Stated problem
Reproduce the data below, substituting "candlestick" for each occurrence of "candle holder" and keeping everything else unchanged. Leave the pictures out.

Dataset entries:
* begin *
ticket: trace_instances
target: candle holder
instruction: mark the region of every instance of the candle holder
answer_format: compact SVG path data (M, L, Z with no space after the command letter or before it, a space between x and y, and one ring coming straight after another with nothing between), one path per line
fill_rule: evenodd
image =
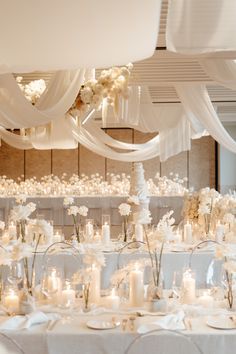
M102 215L102 242L105 246L110 244L110 215Z
M70 280L66 279L61 292L61 307L73 309L76 302L76 292Z
M89 243L93 241L93 237L94 237L94 220L86 219L85 227L84 227L84 240L85 242Z
M183 304L193 304L196 301L196 280L192 269L183 273L180 299Z
M3 292L2 302L10 316L19 313L20 297L17 287L8 286Z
* end *
Response to the task
ticket: trace_instances
target: candlestick
instruction: mark the region of every instance of the candlestick
answer_format: compact SVG path data (M, L, Z with no space after the command letter or before it, a space between x and y, and one ring coming straight after another with nothing between), one path per line
fill_rule: evenodd
image =
M102 215L102 242L105 246L110 244L110 215Z
M70 280L66 279L61 292L61 307L73 309L76 302L76 292Z
M89 243L93 241L93 237L94 237L94 220L86 219L85 227L84 227L84 240L85 242Z
M183 304L193 304L196 301L196 280L192 269L183 273L180 299Z
M3 292L2 302L10 316L19 313L20 297L17 287L8 286Z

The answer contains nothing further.